あなたは今、生まれて確かにこの世界に存在していますが、すこし時期がずれていたら、もしかすると「生まれている」ということさえなかったかもしれません。
あなたは生まれているけれど、これからはあなたと同じように誰かが生まれるとは限りません。
私は、戦後の第二次ベビーブームという時代に生まれました。なので、簡単に言えば、「タメ」「同い年」である同級生がたくさんいた、ということです。
私の父や母は、第一次ベビーブームという時代に生まれています。なので、私たちよりもっと多くの同級生がいた、ということになります。
(ちなみに、第一次ベビーブームの出生数は1949年の269万6638人、第二次ベビーブームの出生数は1973年の209万1983人がピークです)
あなたの年代、今の高校生が生まれた頃の出生数は約102万人です。ということは、あなたの同級生は、私の同級生にくらべて半分しか「生まれてくることができなかった」という考え方をすることもできますね。
同じことを別の見方で見てみましょう。私のお父さん、お母さんが生まれてきたときは、きょうだいの数が自分も含めて平均で4.5人もいました。
それが、あなたの年代では、きょうだいの数はあなたも含めて約1.3人しかいないことになります。
これが、いわゆる「少子化」ということなのですが、少子化がもっと進めば、(つまりきょうだいの数があなたを含めて1を下回れば)「あなたは生まれてこない」という時代がやってくるということです。
そうなると、このお話もこの段階でジ・エンドですね。生まれてこない人に、この文章は読めません。残念。
冗談のように書いていますが、これは真面目な話です。私のお父さんとお母さんは、結婚して私を生みました。私も結婚してこどもを授かりましたが、今の男性の生涯未婚率は20%です。

レコード:
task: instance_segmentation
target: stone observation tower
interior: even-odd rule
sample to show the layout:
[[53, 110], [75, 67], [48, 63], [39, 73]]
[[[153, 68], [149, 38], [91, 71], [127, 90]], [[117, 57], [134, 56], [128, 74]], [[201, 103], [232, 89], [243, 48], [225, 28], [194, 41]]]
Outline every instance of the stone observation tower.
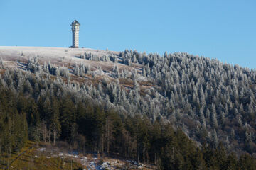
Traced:
[[73, 48], [78, 48], [79, 47], [79, 26], [80, 23], [78, 21], [75, 20], [72, 22], [72, 38], [73, 38], [73, 43], [70, 47]]

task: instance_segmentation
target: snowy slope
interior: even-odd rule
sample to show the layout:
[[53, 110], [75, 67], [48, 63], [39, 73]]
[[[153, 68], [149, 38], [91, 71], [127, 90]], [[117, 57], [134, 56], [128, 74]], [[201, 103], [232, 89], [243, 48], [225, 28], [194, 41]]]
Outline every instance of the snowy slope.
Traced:
[[[85, 53], [91, 53], [100, 57], [104, 55], [117, 56], [119, 52], [90, 48], [0, 46], [0, 58], [1, 57], [4, 63], [10, 67], [17, 67], [18, 62], [26, 62], [29, 58], [38, 56], [41, 64], [50, 61], [52, 64], [61, 66], [82, 63], [90, 64], [92, 68], [99, 65], [102, 67], [102, 69], [113, 68], [114, 63], [112, 62], [95, 62], [81, 59], [81, 55]], [[121, 67], [125, 67], [122, 65]]]

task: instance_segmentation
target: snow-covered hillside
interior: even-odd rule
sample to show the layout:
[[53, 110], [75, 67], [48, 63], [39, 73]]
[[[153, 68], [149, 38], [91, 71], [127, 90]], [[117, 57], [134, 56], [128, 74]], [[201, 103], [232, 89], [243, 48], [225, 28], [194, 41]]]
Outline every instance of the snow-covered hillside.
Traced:
[[[0, 58], [1, 57], [6, 66], [18, 67], [19, 62], [26, 62], [29, 58], [37, 56], [39, 62], [43, 64], [50, 62], [57, 66], [70, 66], [76, 64], [84, 64], [96, 68], [101, 66], [102, 69], [112, 69], [113, 62], [95, 62], [81, 59], [85, 54], [91, 54], [99, 57], [112, 56], [118, 60], [119, 52], [93, 50], [90, 48], [65, 48], [44, 47], [6, 47], [0, 46]], [[117, 63], [117, 65], [120, 64]], [[120, 67], [125, 67], [120, 64]]]
[[[4, 69], [10, 67], [27, 74], [9, 76]], [[4, 86], [33, 93], [36, 100], [46, 94], [90, 100], [120, 114], [170, 123], [200, 143], [256, 152], [255, 70], [186, 52], [28, 47], [0, 47], [1, 68]]]

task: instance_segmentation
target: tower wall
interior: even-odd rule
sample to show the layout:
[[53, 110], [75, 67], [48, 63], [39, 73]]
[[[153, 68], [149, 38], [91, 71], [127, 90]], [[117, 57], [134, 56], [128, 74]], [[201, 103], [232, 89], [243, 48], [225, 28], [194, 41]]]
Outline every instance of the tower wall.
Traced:
[[79, 47], [79, 30], [72, 31], [73, 34], [73, 47], [78, 48]]
[[75, 20], [71, 23], [72, 30], [72, 46], [73, 48], [79, 47], [79, 26], [80, 23], [78, 21]]

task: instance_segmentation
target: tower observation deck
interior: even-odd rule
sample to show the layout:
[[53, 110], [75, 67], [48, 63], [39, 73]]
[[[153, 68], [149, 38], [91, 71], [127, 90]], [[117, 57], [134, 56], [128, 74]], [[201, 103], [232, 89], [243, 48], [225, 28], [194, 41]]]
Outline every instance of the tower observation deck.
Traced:
[[72, 46], [70, 47], [73, 48], [78, 48], [79, 47], [79, 26], [80, 23], [75, 20], [72, 22], [71, 25], [72, 28]]

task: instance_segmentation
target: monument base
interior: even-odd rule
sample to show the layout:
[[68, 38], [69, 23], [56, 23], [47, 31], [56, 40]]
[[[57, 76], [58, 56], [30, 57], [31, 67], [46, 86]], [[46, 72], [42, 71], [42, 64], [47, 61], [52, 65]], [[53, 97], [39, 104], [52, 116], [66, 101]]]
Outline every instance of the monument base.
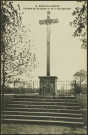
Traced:
[[57, 93], [57, 79], [56, 76], [39, 76], [39, 94], [42, 96], [55, 96]]

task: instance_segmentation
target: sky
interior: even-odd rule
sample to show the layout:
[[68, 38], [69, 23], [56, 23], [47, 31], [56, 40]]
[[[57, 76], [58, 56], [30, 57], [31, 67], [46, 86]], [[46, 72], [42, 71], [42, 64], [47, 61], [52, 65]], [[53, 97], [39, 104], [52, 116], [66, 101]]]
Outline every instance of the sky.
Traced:
[[[22, 11], [22, 23], [30, 28], [30, 39], [36, 48], [36, 58], [39, 65], [33, 72], [34, 79], [38, 76], [46, 76], [46, 52], [47, 52], [47, 27], [40, 25], [39, 20], [47, 18], [46, 10], [30, 9], [40, 6], [56, 6], [61, 9], [53, 9], [50, 11], [51, 19], [58, 19], [59, 23], [51, 24], [50, 36], [50, 75], [57, 76], [60, 80], [72, 80], [73, 74], [80, 69], [86, 70], [87, 51], [81, 49], [81, 41], [79, 38], [72, 36], [74, 28], [69, 23], [74, 20], [72, 12], [77, 6], [81, 6], [82, 2], [76, 1], [15, 1]], [[69, 8], [62, 10], [62, 8]], [[27, 76], [23, 76], [27, 79]]]

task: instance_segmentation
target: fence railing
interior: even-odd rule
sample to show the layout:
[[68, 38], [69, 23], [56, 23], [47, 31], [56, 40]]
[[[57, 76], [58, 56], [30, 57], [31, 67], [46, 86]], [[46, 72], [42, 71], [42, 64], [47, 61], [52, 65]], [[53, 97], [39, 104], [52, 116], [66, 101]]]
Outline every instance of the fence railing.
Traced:
[[[76, 96], [76, 81], [57, 81], [56, 83], [57, 91], [56, 95], [75, 95]], [[40, 82], [30, 81], [21, 82], [15, 81], [13, 83], [13, 93], [18, 94], [28, 94], [28, 95], [39, 95], [40, 94]]]

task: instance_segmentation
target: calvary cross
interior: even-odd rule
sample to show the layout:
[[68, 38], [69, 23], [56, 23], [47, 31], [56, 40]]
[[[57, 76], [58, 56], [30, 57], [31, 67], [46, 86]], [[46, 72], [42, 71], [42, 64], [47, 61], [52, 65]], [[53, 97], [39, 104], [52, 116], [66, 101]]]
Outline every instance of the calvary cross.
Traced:
[[50, 11], [47, 11], [47, 19], [40, 20], [39, 24], [47, 25], [47, 76], [50, 76], [50, 24], [58, 23], [58, 19], [50, 19]]

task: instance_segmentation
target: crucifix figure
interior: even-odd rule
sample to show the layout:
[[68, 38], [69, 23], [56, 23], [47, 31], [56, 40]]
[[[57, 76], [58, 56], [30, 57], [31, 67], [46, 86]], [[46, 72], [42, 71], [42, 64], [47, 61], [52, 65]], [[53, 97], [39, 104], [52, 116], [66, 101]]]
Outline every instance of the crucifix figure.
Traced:
[[58, 23], [58, 19], [50, 19], [50, 11], [47, 11], [47, 19], [40, 20], [39, 24], [47, 25], [47, 76], [50, 76], [50, 24]]

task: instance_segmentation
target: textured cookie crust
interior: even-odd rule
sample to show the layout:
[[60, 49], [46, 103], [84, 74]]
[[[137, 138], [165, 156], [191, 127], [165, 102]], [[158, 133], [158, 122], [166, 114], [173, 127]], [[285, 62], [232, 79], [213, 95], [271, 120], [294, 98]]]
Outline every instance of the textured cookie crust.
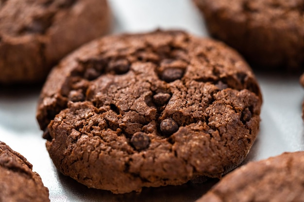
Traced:
[[250, 162], [229, 173], [197, 202], [304, 201], [304, 152]]
[[266, 67], [304, 65], [304, 0], [194, 0], [211, 34]]
[[106, 0], [0, 0], [0, 84], [43, 80], [65, 55], [107, 32], [109, 21]]
[[33, 166], [20, 154], [0, 141], [0, 202], [50, 202]]
[[66, 58], [43, 88], [37, 118], [62, 173], [124, 193], [220, 177], [246, 156], [261, 104], [235, 51], [157, 31], [103, 37]]

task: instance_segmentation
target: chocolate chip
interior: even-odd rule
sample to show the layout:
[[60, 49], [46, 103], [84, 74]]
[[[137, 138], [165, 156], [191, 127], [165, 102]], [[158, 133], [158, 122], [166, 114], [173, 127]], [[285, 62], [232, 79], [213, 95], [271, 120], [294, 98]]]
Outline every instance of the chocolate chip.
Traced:
[[58, 7], [60, 8], [68, 8], [72, 6], [76, 0], [63, 0], [58, 1]]
[[83, 101], [85, 97], [81, 90], [72, 90], [68, 93], [68, 100], [73, 102]]
[[236, 77], [241, 84], [244, 84], [245, 80], [247, 77], [247, 74], [244, 72], [237, 72]]
[[219, 81], [215, 86], [217, 87], [220, 91], [222, 90], [226, 89], [228, 88], [228, 85], [226, 83], [223, 83], [221, 81]]
[[91, 68], [85, 70], [84, 77], [89, 80], [92, 80], [97, 78], [101, 74], [95, 69]]
[[150, 139], [142, 132], [137, 132], [131, 138], [131, 143], [136, 150], [142, 150], [149, 147]]
[[107, 71], [114, 71], [117, 74], [125, 74], [130, 70], [129, 62], [125, 59], [111, 61], [109, 63]]
[[153, 96], [153, 102], [157, 105], [162, 106], [167, 103], [170, 98], [170, 94], [160, 93]]
[[160, 131], [166, 136], [169, 136], [178, 130], [177, 123], [170, 118], [165, 119], [160, 123]]
[[241, 121], [243, 124], [245, 124], [250, 120], [251, 119], [251, 112], [248, 108], [246, 108], [242, 112], [242, 116], [241, 117]]
[[19, 33], [43, 34], [45, 33], [52, 23], [54, 15], [54, 13], [50, 12], [44, 16], [34, 16], [32, 23], [21, 28], [19, 31]]
[[180, 79], [184, 75], [184, 70], [180, 68], [168, 68], [162, 72], [161, 79], [169, 83]]

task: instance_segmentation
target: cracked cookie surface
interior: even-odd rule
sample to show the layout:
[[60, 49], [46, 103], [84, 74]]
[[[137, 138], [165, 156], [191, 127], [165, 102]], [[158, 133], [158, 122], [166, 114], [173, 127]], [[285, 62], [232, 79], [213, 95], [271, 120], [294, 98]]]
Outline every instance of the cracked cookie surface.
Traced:
[[0, 1], [0, 84], [43, 81], [65, 55], [105, 33], [106, 0]]
[[0, 201], [50, 202], [49, 190], [33, 166], [0, 141]]
[[304, 201], [304, 152], [249, 163], [228, 174], [197, 202]]
[[215, 37], [266, 68], [304, 65], [304, 0], [193, 0]]
[[180, 31], [108, 36], [51, 72], [37, 118], [56, 167], [114, 193], [220, 177], [246, 157], [261, 104], [234, 50]]

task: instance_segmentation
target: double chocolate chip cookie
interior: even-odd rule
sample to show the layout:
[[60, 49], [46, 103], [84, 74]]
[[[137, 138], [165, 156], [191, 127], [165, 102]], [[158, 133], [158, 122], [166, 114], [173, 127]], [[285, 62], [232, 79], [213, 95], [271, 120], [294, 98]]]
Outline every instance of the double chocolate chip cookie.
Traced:
[[50, 202], [49, 190], [32, 167], [24, 157], [0, 141], [0, 201]]
[[212, 35], [257, 66], [304, 65], [304, 0], [194, 0]]
[[253, 143], [261, 102], [236, 52], [156, 31], [104, 37], [66, 57], [37, 118], [61, 172], [120, 193], [221, 177]]
[[44, 80], [69, 52], [108, 31], [106, 0], [0, 0], [0, 84]]
[[223, 178], [197, 202], [304, 201], [304, 152], [249, 163]]

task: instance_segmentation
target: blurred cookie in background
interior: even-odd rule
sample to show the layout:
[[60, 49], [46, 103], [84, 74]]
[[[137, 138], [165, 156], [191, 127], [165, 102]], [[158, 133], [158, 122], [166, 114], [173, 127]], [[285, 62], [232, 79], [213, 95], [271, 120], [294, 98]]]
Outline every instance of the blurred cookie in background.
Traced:
[[43, 81], [66, 54], [108, 32], [106, 0], [0, 1], [0, 84]]
[[304, 64], [304, 0], [193, 0], [212, 35], [257, 67]]
[[196, 202], [304, 201], [304, 152], [286, 153], [228, 174]]
[[22, 155], [0, 141], [0, 201], [50, 202], [49, 189]]

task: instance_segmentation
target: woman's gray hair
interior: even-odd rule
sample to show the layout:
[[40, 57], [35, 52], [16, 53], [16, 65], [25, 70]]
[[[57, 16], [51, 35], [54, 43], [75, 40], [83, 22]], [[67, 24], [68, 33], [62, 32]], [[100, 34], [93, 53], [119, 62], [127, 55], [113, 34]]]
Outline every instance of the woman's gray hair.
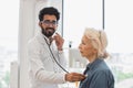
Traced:
[[108, 37], [103, 30], [96, 30], [94, 28], [86, 28], [84, 35], [92, 40], [92, 45], [98, 50], [98, 57], [106, 58]]

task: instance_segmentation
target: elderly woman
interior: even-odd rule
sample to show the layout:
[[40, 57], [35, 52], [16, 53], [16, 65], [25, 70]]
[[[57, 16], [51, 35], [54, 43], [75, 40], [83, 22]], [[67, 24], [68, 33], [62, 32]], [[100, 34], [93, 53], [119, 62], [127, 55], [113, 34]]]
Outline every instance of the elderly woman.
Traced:
[[79, 50], [89, 64], [83, 73], [86, 78], [80, 82], [80, 88], [114, 88], [113, 74], [104, 62], [109, 56], [106, 45], [104, 31], [92, 28], [85, 30]]

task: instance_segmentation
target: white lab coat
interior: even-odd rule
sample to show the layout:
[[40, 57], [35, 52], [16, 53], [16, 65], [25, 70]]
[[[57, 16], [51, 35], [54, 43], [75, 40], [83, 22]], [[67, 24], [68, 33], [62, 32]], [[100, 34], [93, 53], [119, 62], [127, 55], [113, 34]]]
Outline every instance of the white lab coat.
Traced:
[[[65, 73], [53, 61], [44, 37], [42, 33], [39, 33], [30, 40], [28, 45], [30, 88], [58, 88], [59, 84], [65, 82]], [[47, 41], [49, 40], [47, 38]], [[65, 66], [63, 52], [59, 52], [53, 43], [54, 42], [52, 42], [50, 47], [57, 61], [62, 66]]]

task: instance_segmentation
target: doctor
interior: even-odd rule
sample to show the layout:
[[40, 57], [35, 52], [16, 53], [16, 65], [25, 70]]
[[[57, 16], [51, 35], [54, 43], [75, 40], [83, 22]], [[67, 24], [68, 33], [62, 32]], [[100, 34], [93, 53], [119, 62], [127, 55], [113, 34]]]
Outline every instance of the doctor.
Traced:
[[31, 88], [58, 88], [59, 84], [85, 78], [82, 74], [68, 73], [57, 64], [65, 67], [64, 40], [58, 33], [53, 36], [59, 19], [60, 13], [53, 7], [43, 8], [39, 13], [41, 32], [29, 42]]

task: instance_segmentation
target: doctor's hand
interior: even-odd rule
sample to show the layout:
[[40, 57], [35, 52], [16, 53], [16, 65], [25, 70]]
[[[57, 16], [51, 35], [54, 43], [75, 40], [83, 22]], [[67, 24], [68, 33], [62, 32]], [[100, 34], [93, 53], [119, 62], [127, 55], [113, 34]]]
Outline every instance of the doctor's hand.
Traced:
[[53, 36], [53, 40], [55, 41], [58, 50], [62, 51], [62, 46], [63, 46], [63, 43], [64, 43], [63, 37], [60, 34], [55, 33], [55, 35]]
[[78, 73], [65, 74], [66, 81], [80, 81], [83, 79], [85, 79], [85, 75], [82, 75], [82, 74], [78, 74]]

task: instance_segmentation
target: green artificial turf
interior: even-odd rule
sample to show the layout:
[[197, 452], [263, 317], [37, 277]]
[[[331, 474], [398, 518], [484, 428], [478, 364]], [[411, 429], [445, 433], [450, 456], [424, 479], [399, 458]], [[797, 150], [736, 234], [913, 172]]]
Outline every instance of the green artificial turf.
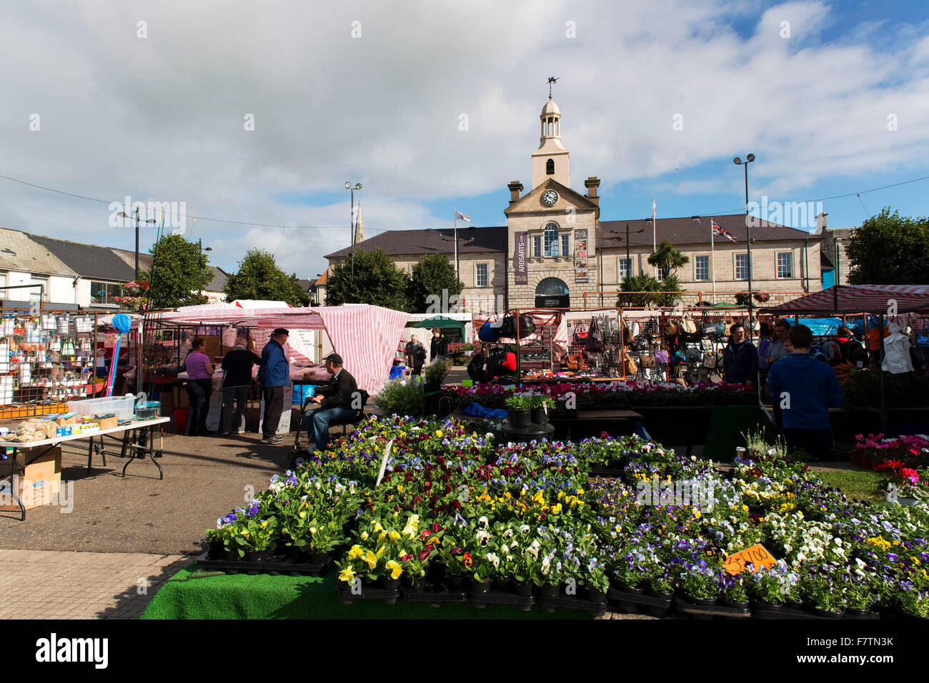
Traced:
[[398, 600], [359, 600], [343, 605], [335, 579], [217, 574], [190, 564], [168, 579], [142, 613], [142, 619], [588, 619], [585, 612], [546, 612], [538, 606], [522, 612], [509, 605], [483, 610], [468, 602], [439, 608]]
[[875, 505], [886, 504], [883, 494], [878, 490], [878, 482], [887, 481], [886, 472], [870, 470], [817, 470], [816, 475], [850, 498]]

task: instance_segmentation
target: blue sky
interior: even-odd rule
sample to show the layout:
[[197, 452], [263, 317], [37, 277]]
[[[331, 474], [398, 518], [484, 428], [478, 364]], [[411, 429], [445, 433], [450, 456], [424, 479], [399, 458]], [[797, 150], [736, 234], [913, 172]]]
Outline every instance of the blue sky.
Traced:
[[[571, 186], [601, 179], [603, 220], [645, 218], [653, 196], [659, 217], [739, 213], [732, 158], [749, 152], [752, 201], [929, 175], [923, 2], [10, 7], [0, 9], [0, 174], [107, 200], [184, 202], [201, 216], [186, 235], [230, 270], [262, 248], [288, 272], [321, 272], [323, 255], [350, 239], [345, 181], [364, 186], [368, 236], [451, 226], [453, 207], [471, 225], [505, 225], [506, 184], [530, 182], [549, 75], [559, 77]], [[923, 180], [823, 211], [847, 227], [886, 205], [927, 215], [927, 198]], [[0, 179], [0, 226], [132, 248], [132, 230], [110, 213]]]

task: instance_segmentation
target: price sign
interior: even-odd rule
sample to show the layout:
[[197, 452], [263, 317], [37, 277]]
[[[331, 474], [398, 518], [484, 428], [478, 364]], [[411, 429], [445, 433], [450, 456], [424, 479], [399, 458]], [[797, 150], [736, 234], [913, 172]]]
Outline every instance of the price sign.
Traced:
[[773, 567], [778, 563], [771, 553], [765, 549], [760, 543], [752, 548], [728, 555], [723, 563], [723, 568], [733, 576], [740, 573], [749, 564], [752, 565], [752, 573], [754, 573], [762, 567]]

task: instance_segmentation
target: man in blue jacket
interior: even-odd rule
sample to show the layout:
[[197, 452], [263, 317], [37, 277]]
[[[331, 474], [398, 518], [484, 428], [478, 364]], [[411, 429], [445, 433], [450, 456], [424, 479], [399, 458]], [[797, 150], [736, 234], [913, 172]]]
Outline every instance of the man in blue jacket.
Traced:
[[284, 408], [284, 387], [290, 386], [290, 365], [284, 355], [284, 344], [289, 336], [288, 330], [278, 328], [271, 332], [271, 338], [261, 350], [258, 383], [261, 384], [261, 393], [265, 399], [265, 416], [261, 428], [262, 441], [265, 444], [280, 444], [284, 440], [284, 437], [276, 432]]
[[723, 379], [751, 389], [758, 379], [758, 350], [745, 341], [745, 328], [741, 325], [733, 325], [729, 335], [729, 343], [723, 352]]
[[813, 333], [805, 325], [791, 328], [792, 353], [771, 367], [771, 401], [781, 408], [787, 450], [826, 459], [832, 450], [829, 408], [842, 406], [842, 388], [828, 363], [810, 354]]

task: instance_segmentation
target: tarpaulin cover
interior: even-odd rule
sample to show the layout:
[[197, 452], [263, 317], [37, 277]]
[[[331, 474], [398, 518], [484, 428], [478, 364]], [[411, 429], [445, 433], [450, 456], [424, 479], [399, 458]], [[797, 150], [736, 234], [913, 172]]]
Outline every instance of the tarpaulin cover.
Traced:
[[828, 290], [760, 309], [779, 315], [837, 315], [929, 311], [929, 285], [836, 285]]

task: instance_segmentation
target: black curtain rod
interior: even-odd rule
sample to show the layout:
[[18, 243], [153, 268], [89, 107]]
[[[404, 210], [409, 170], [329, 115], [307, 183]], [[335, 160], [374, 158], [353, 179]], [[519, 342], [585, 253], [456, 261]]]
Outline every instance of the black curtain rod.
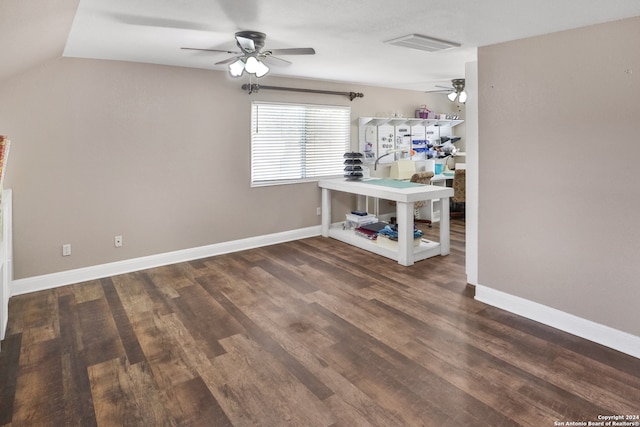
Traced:
[[256, 83], [242, 85], [242, 90], [246, 90], [247, 93], [249, 93], [249, 95], [251, 95], [254, 92], [258, 92], [260, 89], [288, 90], [290, 92], [322, 93], [325, 95], [342, 95], [342, 96], [348, 96], [351, 101], [353, 101], [356, 98], [362, 98], [364, 96], [364, 94], [360, 92], [336, 92], [332, 90], [302, 89], [302, 88], [296, 88], [296, 87], [264, 86]]

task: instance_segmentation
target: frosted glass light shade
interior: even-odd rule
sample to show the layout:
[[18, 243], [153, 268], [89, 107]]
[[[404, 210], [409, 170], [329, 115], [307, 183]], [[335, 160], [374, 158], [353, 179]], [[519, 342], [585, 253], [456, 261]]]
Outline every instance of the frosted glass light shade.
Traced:
[[240, 77], [243, 71], [244, 62], [242, 62], [242, 59], [238, 59], [236, 62], [229, 64], [229, 73], [231, 73], [233, 77]]

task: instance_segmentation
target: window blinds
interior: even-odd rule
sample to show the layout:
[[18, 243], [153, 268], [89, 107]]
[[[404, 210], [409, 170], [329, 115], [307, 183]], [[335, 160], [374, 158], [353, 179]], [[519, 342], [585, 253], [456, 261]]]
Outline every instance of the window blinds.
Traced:
[[252, 184], [342, 175], [350, 122], [350, 107], [253, 102]]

*課題内容*. 少子化について述べた記事を、最後の文の後から書き継いでください。

*課題の結果*.
つまり、あなたが結婚する確率は5分の4であり、あなたの同級生のうち5人に1人は結婚しないので子孫が生まれない、ということになるわけです。
あなたはなんとか生まれてきましたが、あなたの子孫が続く保証はない、ということです。
とりあえず、「お、僕が私が生まれてきたのは、どちらかと言えばラッキーだったのかな」くらいに思ってくれれば、まずはOKです。
ちなみに、この文章を読んでいる人たちの中には「自分は生まれてこないほうが良かった」と感じている人がいるかもしれません。
そういう人は、「この国に、今生まれてこないほうが良かった」のと、もしかしたら「貧しい国や戦争状態の国に生まれてきてしまった」のとどちらがマシだったか考えてみてください。
たいていの人は、「内戦状態の国に生まれてしまった」とか「難民キャンプで生まれてしまった」とか、「生まれたけれど数週間で死んだ」とかよりは、ちょっとだけ今のあなたの境遇のほうがマシそうだと思うと思います。
そうです。たぶん、きっとおそらく、今のあなたの境遇は世界の中でもマシなほうなのです。それがどんなに辛い境遇だったとしても。